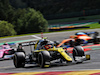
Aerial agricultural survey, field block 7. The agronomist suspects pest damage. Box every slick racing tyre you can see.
[13,52,25,68]
[73,46,85,63]
[38,51,50,68]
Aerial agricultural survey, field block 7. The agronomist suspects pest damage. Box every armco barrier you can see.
[49,27,90,32]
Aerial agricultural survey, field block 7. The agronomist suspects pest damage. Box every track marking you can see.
[0,66,12,69]
[10,72,45,75]
[60,70,100,75]
[31,35,42,39]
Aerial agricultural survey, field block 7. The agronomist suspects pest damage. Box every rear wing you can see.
[17,41,36,46]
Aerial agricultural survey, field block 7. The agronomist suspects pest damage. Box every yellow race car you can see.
[13,39,90,68]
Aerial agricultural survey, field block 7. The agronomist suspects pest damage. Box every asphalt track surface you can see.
[0,29,100,73]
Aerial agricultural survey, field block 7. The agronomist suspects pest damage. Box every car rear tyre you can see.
[73,46,85,63]
[38,51,50,68]
[13,52,25,68]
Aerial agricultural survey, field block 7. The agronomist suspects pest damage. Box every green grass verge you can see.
[0,23,100,39]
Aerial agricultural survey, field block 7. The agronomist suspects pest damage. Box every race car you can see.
[56,32,100,47]
[13,39,90,68]
[0,43,15,60]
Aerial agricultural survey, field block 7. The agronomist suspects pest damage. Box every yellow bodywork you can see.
[34,47,72,61]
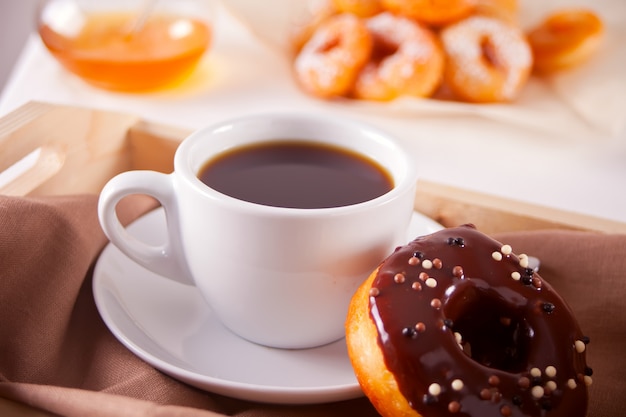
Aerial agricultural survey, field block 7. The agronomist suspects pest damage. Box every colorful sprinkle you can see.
[519,253,528,268]
[530,385,544,399]
[452,265,464,278]
[487,375,500,387]
[451,379,464,391]
[517,376,530,389]
[428,383,441,397]
[480,388,491,400]
[393,274,405,284]
[433,258,443,269]
[409,256,420,266]
[448,401,461,414]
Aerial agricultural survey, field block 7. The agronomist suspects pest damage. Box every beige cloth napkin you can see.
[0,195,626,417]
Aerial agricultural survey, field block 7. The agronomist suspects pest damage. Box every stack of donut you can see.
[294,0,603,103]
[346,225,593,417]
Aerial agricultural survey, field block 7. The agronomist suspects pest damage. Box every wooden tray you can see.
[0,102,626,233]
[0,102,626,417]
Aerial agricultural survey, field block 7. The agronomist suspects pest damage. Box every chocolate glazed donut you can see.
[347,225,592,417]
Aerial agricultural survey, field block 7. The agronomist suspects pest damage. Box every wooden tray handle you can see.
[0,103,626,233]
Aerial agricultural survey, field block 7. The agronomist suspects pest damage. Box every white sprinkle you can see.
[452,379,463,391]
[574,340,587,353]
[428,383,441,397]
[530,385,544,398]
[519,253,528,268]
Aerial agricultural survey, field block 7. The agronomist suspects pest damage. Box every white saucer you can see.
[93,209,441,404]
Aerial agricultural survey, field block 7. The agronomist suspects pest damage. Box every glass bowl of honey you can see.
[37,0,213,92]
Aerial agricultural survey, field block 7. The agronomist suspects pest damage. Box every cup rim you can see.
[174,111,417,216]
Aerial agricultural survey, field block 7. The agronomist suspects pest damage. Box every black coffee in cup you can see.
[198,140,394,209]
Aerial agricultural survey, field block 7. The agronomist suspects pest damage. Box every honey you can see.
[39,12,211,91]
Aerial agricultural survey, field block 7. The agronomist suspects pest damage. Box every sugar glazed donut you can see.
[294,13,372,98]
[381,0,474,26]
[331,0,383,17]
[441,15,533,103]
[353,12,444,100]
[346,225,592,417]
[528,9,604,73]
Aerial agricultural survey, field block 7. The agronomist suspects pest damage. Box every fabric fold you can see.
[0,195,626,417]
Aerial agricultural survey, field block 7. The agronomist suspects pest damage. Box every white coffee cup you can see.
[99,113,416,348]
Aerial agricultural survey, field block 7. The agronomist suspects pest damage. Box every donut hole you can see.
[371,36,398,63]
[317,36,341,54]
[444,287,533,373]
[480,36,500,68]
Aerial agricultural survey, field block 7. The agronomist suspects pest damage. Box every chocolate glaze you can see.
[370,225,591,417]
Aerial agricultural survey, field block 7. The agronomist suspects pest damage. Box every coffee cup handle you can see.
[98,171,193,285]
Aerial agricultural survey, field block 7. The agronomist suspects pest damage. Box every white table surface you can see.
[0,0,626,222]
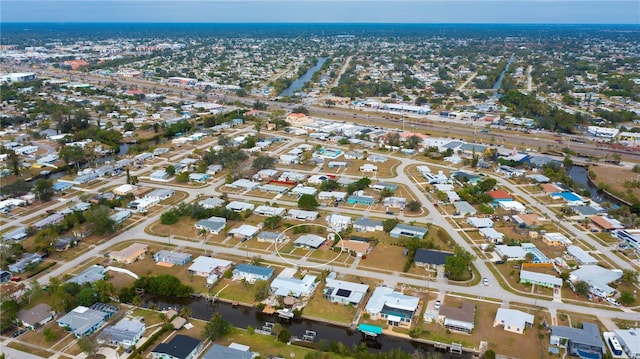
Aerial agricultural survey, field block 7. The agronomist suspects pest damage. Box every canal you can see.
[145,298,471,358]
[491,58,513,98]
[280,57,329,96]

**Task details:**
Output the data above without changes, apart from leaving out the pictures.

**Exercise answer:**
Aerial agricultural survey, field block 7. The agronomist suspects pest damage. Box every slick racing tyre you can see.
[13,52,25,68]
[73,46,85,63]
[38,51,50,68]
Aerial agricultural survey, field block 7. The agronomist suspects pest damage. Box every armco barrier you can see.
[49,27,90,32]
Aerial agricultural survey, field block 7. The agronomist suspects pest damage. Box every track marking you can see.
[0,66,12,69]
[10,72,45,75]
[60,70,100,75]
[31,35,42,39]
Aerial agricultural survey, field block 7. The agronomist suspects pest damage. Box every rear wing you can see.
[17,41,36,46]
Aerial agricultural survey, field block 7. The agronomist suspects pest damage. Box every yellow race car you can see.
[13,39,90,68]
Aerial agricultural survey, field block 7. The agronomist suspects pest damage. Box every asphalt track surface you can see.
[0,29,100,73]
Aerial agricultural survey, field block 7. The agronomist suspects pest damage. Box every car rear tyre you can see.
[73,46,85,63]
[38,51,50,68]
[13,52,25,68]
Aerial agricultural survey, field block 7. The agronomist suspects pest damage. Box every green grass verge you can see.
[0,23,100,39]
Aerial agricultural survey, field block 7. The agronomist suspects pest damage. Box every race car you can see.
[56,32,100,47]
[13,39,90,68]
[0,43,15,60]
Aerial agricultural survey, field block 7. The agronomist suspects pest damage. Box every yellow bodywork you can see.
[34,47,72,61]
Aerial agricultural survey, field block 7. The agronomist suspects pest damage. Box every colorful sprinkle you can see.
[519,253,528,268]
[530,385,544,399]
[452,265,464,278]
[487,375,500,387]
[451,379,464,391]
[517,376,530,389]
[428,383,441,397]
[480,388,491,400]
[393,274,405,284]
[433,258,443,269]
[409,256,420,266]
[448,401,461,414]
Aerial agricultural survey, field block 7. The agronomist suspects pest damage. Box every beige cloth napkin you can see.
[0,195,626,417]
Aerial agricultural survey, field block 7. The agronomist suspects pest damage. Box every stack of donut you can see.
[294,0,603,103]
[346,225,593,417]
Aerial agricultural survey, field block 7. The agronomist suspects pest damage. Box every wooden tray you can see.
[0,102,626,233]
[0,102,626,417]
Aerial agricultural survey, field block 7. The agronomist suspects pest damage. Box every chocolate glazed donut you can see.
[347,225,592,417]
Aerial agricultural survey, field block 7. The agronomist suspects pest damage. Box every wooden tray handle you can see.
[0,103,626,233]
Aerial agricultural survey, field block 7. The agronomist suspects pest damage. Box every white sprinkle you can see.
[452,379,463,391]
[574,340,587,353]
[428,383,441,397]
[530,385,544,398]
[519,253,528,268]
Aerial agricultural survey, field block 7. The agronomist suspects pest damage. Box every white saucer you can see.
[93,209,441,404]
Aerial agricultural survey, field block 7. The agronomist suspects pest damage. Box every glass bowl of honey you can see.
[37,0,213,92]
Aerial agricultural survey, field block 7. The agronomist suspects pest damage. Box every cup rim you can see.
[174,111,417,216]
Aerial agricultural survey, field block 7. The agronomist suspects pest damage. Box every black coffee in cup you can see.
[198,140,394,209]
Aerial agricultural survey, field block 7. The agronomist suspects pest damage. Box every honey you can see.
[39,12,211,91]
Aerial agricultural survey, field block 7. The agronomist suspects pest damage. Box every sugar glazed donut you can see.
[294,13,372,98]
[381,0,474,26]
[331,0,383,17]
[441,15,533,103]
[353,12,444,100]
[346,225,592,417]
[528,9,604,73]
Aerial agricultural survey, field block 7. The agronomist suspects pest damage. Box every fabric fold you can see.
[0,195,626,417]
Aerial agricultural survey, field block 7. The agronomist suspects pest damage. Box every white coffee cup you can see.
[99,113,416,348]
Aerial agricultural survey, field block 7. The agronomist suspects pest damage. Box every donut hole you can see.
[371,36,398,63]
[317,36,341,54]
[444,287,533,373]
[480,36,500,68]
Aerial agricultural survey, field block 7. The agronomist suspects pest damage. Box every chocolate glaze you can see.
[370,225,591,417]
Aerial agricultural survey, field block 7. The agronomist suspects pest damage. Box every coffee cup handle you can see.
[98,171,193,285]
Aerial agricultural survey, field block 7. The agronomist suspects pest damage. Box every white table surface you can see.
[0,0,626,222]
Aerial agricultural survey, field block 7. The agronomist suspects pest damage. Box every canal you can see.
[145,298,471,358]
[491,58,513,98]
[280,57,329,96]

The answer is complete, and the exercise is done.